-- START --
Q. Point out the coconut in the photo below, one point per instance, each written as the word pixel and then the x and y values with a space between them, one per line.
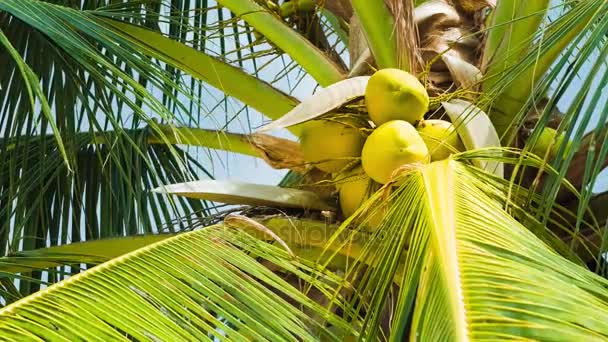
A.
pixel 549 139
pixel 330 145
pixel 393 94
pixel 440 138
pixel 390 146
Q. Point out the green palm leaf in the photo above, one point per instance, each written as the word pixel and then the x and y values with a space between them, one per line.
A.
pixel 466 269
pixel 194 295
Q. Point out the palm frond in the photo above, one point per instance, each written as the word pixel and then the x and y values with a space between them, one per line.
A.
pixel 206 287
pixel 457 256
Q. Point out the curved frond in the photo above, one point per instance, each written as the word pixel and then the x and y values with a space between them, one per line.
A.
pixel 199 285
pixel 466 269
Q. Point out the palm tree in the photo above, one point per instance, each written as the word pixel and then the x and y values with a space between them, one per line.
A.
pixel 110 110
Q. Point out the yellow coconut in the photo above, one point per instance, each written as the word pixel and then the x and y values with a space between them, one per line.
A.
pixel 356 188
pixel 390 146
pixel 393 94
pixel 440 138
pixel 331 145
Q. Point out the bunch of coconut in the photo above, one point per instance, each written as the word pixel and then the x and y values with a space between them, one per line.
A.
pixel 363 155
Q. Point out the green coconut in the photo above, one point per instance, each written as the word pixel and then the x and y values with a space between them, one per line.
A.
pixel 393 94
pixel 440 138
pixel 331 145
pixel 390 146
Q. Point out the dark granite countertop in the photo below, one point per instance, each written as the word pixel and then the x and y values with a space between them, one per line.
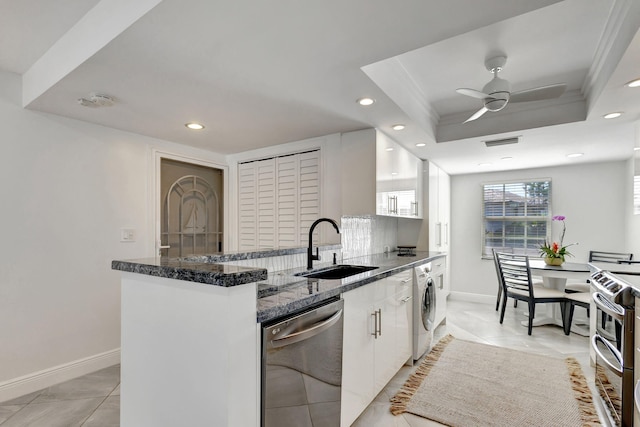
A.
pixel 279 293
pixel 191 271
pixel 283 293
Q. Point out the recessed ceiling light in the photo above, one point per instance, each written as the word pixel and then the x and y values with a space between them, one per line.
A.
pixel 366 101
pixel 194 126
pixel 634 83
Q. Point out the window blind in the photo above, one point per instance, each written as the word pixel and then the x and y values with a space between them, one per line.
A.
pixel 516 216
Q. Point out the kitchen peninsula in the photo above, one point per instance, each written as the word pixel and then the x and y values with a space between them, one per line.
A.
pixel 191 330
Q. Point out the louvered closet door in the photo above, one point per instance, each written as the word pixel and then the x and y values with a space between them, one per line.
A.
pixel 266 203
pixel 288 201
pixel 247 212
pixel 309 194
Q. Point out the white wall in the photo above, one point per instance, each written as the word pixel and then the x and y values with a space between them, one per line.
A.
pixel 594 198
pixel 67 188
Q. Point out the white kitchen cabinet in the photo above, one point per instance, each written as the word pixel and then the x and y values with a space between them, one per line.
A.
pixel 380 176
pixel 377 340
pixel 439 209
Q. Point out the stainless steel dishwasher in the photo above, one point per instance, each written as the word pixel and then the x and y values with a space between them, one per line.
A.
pixel 302 368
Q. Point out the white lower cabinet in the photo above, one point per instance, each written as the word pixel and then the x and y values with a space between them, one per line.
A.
pixel 377 340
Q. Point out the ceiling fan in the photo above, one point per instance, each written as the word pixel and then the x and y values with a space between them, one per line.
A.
pixel 497 93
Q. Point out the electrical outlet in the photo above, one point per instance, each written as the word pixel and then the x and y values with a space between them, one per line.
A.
pixel 127 235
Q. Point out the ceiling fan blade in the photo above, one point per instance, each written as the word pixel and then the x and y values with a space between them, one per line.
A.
pixel 472 93
pixel 477 114
pixel 538 93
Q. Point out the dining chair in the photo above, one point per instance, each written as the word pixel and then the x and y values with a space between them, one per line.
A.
pixel 536 282
pixel 582 299
pixel 517 284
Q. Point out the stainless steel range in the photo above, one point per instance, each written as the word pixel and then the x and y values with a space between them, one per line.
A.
pixel 613 343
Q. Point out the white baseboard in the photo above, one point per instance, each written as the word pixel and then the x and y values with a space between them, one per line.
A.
pixel 46 378
pixel 469 297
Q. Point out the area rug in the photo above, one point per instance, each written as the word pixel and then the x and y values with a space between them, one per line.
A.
pixel 464 384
-- END --
• WHAT THE TASK ASKS: Reproduce word for word the data lines from the one containing "Q. Point out the palm frond" through the one containing "pixel 516 216", both included, and leave out the pictures.

• SOLUTION BELOW:
Q. Point out the palm frond in the photo above, one point per instance, each written as the word pixel and then the x and y values with a space between them, one per line.
A.
pixel 206 287
pixel 457 256
Q. Point out the curved frond in the photo above, one point per instance, each written as the word pixel and then the x and y values with a space between them, one per line.
A.
pixel 199 285
pixel 466 269
Q. Point out the palm tree in the photo above, one point per instance, each written as the word pixel and then the x and y values with a space between them, one per line.
A.
pixel 110 110
Q. Point out the yellow coconut in the photo above, one point per instance, each written as the word pixel and then the x and y values with a space between them, one per line.
A.
pixel 356 188
pixel 390 146
pixel 393 94
pixel 440 138
pixel 331 145
Q. Point out the bunch of coconut in the photo above, one point per instance, each written as the word pixel and then the x and y values with a space between them, one per line.
A.
pixel 363 155
Q. Point out the green coconut in the photo above, one point per instance, each written as the word pixel and then the x and y values with a space between them, one per line.
A.
pixel 393 94
pixel 440 138
pixel 331 145
pixel 390 146
Q. Point out the dark granite countertop in the photo below, one point per instance, each written as the word pixel and then the x and y values with a space between them, one per line.
A.
pixel 279 293
pixel 191 271
pixel 283 293
Q. Point out the recessed ceiling light in the photo above, one point per instance, each written as the word pixel and then the x and y values with a space between them, one per line.
A.
pixel 366 101
pixel 194 126
pixel 634 83
Q. Point out the window blind in the photo above, one point per instance, each written as the word pixel and then the x and y values with a space between them, one per line.
A.
pixel 516 216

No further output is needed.